TAREFAS:
a) Por favor, repita o trecho de "Chegamos a este" até "de uma depressão." do texto sobre a civilização que ama coisas.
b) Retome o texto sobre a civilização que ama coisas e dê continuidade a ele logo após a última frase.

TEXTO DE ORIGEM:
━━━━━━━━━━━━━━━━━━━━
Sobre a civilização que ama coisas e compra pessoas

terça-feira, 30 de setembro de 2014

Chegamos a este estágio na civilização humana e as consequências são bastante desagradáveis porque muitos princípios precisam ser negados para que cheguemos a viver tal prática.

Quando nos espantamos com as estatísticas sobre o suicídio de crianças e ficamos atônitos com a notícia de que um professor foi assassinado porque atribuiu uma nota baixa a um aluno, cuja prova foi desastrosa, pensamos no final dos tempos. Mas, há muita coisa escondida que aparece pouco na mídia, como os registros de violência contra crianças no Brasil, estimados em 500.000 por ano. Estas são as registradas. As desconhecidas não habitam os compêndios que ocupam os espaços das estantes de arquivos oficiais. Pais matam filhos, haja vista o caso do menino Bernardo e da mãe inglesa que matou um filho recém-nascido e, em seguida, em casa, o outro mais velho, por causa de uma depressão.
━━━━━━━━━━━━━━━━━━━━
DADOS ARMAZENADOS:
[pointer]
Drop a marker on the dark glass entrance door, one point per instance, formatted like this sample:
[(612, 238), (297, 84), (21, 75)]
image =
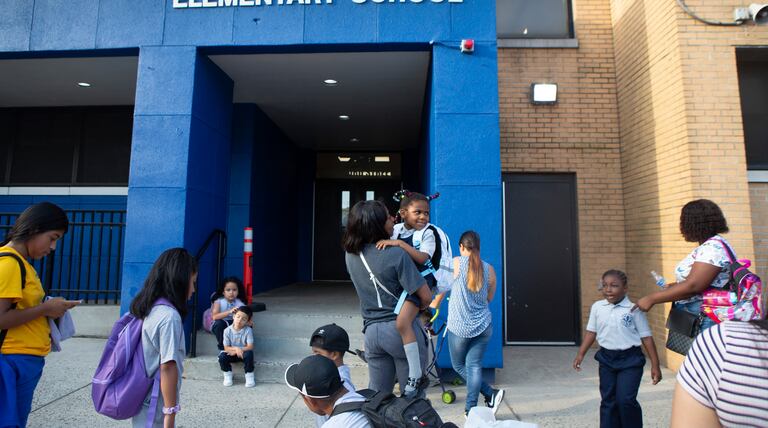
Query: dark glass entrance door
[(333, 199), (541, 258)]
━━━━━━━━━━━━━━━━━━━━
RESPOSTAS POR TAREFA:
a)
Chegamos a este estágio na civilização humana e as consequências são bastante desagradáveis porque muitos princípios precisam ser negados para que cheguemos a viver tal prática.

Quando nos espantamos com as estatísticas sobre o suicídio de crianças e ficamos atônitos com a notícia de que um professor foi assassinado porque atribuiu uma nota baixa a um aluno, cuja prova foi desastrosa, pensamos no final dos tempos. Mas, há muita coisa escondida que aparece pouco na mídia, como os registros de violência contra crianças no Brasil, estimados em 500.000 por ano. Estas são as registradas. As desconhecidas não habitam os compêndios que ocupam os espaços das estantes de arquivos oficiais. Pais matam filhos, haja vista o caso do menino Bernardo e da mãe inglesa que matou um filho recém-nascido e, em seguida, em casa, o outro mais velho, por causa de uma depressão.

b)
Fiquei surpreso com uma expressão que encontrei, acerca das crianças no século 19, ao fazer uma pesquisa sobre educação infantil. Afirmava o autor que "as crianças eram tidas como agradáveis animais de companhia”. De fato, se analisarmos pinturas da época, as famílias eram retratadas com todos juntos, além dos animais, das crianças e das peças da casa. Hoje, certamente, os desenhos e pinturas seriam diferentes. Mas, àquela época, havia  convívio. Um amigo chamou minha atenção certa vez para o fato de que a Revolução Industrial aniquilou a família que, como núcleo de educação e até de primeiras letras, deixou de existir. As crianças foram bem cedo para a creche, hoje creche-berçário, os pais estão fora, trabalhando, e os idosos foram levados para os asilos. O núcleo familiar está vazio. Com a educação em tempo integral, sobretudo na área pública e com as inúmeras atividades que a classe média oferece aos seus filhos, as escolas passaram a arcar com uma série de responsabilidades que, antes, eram divididas com as famílias.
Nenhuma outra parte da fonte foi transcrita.